__REQUIREMENT__:
Answer these three questions from the text on the Spider-Man fan film:
(a) In what year was the film created?
(b) Which two episodes of the 1967 series is it based on?
(c) What role does the gym coach offer Peter instead of a tryout?

[SOURCE start]

Viva Spider-Man is a student film and Spider-Man fan film created in 1980 based on the animated series Spider-Man from 1967. It is based on the episodes "King Pinned" and "Criminals in the Clouds". The film's creator, Jim Kreig would later go on to be a writer for Spider-Man: The Animated Series.

Plot
The film begins in a diner where Peter Parker and a female friend, Susan, are talking. Susan sees a basketball player from their high school, Roy Robinson, whom she says she likes. Peter gets upset at this and starts saying bad things about him, and Susan storms off. Peter begins to daydream about by Susan, and becoming better than Robinson. He decides to go to his gym coach to get on the school basketball team to impress to Susan, figuring his secret spider-like powers will make him a star player, but the coach refuses to give him a tryout, saying the team roster is full but offering Peter the role of waterboy.

[SOURCE end]
[RECORDED DATA start]

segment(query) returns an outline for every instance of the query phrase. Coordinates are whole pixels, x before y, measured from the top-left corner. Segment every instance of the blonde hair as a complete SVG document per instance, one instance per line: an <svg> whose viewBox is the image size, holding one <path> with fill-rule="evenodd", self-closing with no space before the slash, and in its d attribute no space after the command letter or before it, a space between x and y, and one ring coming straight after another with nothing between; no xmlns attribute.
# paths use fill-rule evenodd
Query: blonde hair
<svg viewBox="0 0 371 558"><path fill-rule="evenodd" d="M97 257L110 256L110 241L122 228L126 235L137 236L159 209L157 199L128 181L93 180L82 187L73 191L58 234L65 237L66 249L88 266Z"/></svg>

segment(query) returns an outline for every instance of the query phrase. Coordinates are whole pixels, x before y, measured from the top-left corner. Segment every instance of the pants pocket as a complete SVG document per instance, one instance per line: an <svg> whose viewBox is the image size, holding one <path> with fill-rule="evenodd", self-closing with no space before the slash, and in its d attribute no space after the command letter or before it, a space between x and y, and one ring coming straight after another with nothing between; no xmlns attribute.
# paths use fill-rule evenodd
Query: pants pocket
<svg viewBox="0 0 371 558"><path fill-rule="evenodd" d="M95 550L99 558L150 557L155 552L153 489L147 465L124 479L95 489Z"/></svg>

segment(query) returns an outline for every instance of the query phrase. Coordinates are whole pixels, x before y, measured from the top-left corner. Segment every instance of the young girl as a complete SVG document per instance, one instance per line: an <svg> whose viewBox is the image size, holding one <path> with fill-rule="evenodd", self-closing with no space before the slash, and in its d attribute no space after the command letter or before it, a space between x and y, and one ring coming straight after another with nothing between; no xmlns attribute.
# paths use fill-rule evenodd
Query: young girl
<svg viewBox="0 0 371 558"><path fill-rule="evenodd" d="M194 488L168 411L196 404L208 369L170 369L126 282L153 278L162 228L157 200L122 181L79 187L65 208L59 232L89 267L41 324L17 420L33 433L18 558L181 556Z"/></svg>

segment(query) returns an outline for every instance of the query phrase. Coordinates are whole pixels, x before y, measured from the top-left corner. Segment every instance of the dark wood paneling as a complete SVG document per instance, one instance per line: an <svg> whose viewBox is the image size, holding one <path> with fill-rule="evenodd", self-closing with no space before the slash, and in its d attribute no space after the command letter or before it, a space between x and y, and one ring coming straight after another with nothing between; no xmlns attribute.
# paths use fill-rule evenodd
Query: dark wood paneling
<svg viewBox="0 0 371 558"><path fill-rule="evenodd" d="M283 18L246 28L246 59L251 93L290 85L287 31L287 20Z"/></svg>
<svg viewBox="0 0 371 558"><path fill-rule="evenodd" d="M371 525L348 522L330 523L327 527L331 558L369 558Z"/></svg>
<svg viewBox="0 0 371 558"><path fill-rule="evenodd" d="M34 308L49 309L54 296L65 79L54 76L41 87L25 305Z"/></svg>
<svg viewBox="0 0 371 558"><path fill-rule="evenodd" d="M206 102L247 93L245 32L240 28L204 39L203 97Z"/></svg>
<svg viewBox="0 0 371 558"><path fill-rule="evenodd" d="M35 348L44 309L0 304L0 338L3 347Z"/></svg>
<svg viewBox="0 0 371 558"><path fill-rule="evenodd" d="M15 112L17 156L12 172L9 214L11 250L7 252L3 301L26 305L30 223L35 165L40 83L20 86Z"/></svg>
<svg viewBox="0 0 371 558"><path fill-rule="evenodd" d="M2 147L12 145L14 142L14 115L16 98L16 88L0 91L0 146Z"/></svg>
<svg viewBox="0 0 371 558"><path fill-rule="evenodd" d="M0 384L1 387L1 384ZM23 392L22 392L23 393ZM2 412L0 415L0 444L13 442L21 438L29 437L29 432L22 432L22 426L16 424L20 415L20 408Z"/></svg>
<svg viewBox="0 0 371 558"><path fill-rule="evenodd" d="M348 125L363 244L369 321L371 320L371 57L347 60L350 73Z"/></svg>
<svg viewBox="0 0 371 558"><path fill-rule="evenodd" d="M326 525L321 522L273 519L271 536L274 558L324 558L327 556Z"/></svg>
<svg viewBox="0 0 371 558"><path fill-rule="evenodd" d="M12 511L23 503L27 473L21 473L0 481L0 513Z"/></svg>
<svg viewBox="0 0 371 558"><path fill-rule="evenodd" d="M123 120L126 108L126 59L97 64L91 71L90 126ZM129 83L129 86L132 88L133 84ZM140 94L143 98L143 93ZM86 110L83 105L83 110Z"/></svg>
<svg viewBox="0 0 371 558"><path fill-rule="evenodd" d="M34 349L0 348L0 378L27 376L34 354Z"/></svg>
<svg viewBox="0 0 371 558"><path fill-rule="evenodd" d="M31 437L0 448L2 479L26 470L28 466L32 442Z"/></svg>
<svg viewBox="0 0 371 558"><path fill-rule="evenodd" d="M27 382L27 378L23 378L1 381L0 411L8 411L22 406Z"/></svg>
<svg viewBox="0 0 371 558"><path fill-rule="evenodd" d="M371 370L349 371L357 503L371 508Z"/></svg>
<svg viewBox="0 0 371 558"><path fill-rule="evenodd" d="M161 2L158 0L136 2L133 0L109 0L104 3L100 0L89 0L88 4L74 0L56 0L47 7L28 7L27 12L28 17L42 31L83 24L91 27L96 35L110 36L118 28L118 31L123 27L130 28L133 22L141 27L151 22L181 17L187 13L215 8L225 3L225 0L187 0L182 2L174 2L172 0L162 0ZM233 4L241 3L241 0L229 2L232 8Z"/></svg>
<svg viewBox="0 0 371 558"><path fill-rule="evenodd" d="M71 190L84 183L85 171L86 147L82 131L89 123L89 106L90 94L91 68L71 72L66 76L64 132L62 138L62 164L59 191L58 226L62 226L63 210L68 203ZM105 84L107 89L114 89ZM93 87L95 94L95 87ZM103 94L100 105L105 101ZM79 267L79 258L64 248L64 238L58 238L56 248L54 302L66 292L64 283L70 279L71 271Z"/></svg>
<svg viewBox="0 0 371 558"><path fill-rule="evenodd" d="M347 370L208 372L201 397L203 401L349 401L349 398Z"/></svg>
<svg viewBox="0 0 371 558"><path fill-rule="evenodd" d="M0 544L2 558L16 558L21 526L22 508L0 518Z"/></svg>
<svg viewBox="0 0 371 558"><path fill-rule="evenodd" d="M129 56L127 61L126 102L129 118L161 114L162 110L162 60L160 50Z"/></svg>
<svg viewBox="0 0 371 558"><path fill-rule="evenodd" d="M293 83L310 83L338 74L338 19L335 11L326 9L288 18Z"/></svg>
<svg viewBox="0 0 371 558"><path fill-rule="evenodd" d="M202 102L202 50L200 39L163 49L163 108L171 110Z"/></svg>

[RECORDED DATA end]

__RESULT__:
(a) 1980
(b) "King Pinned" and "Criminals in the Clouds"
(c) Waterboy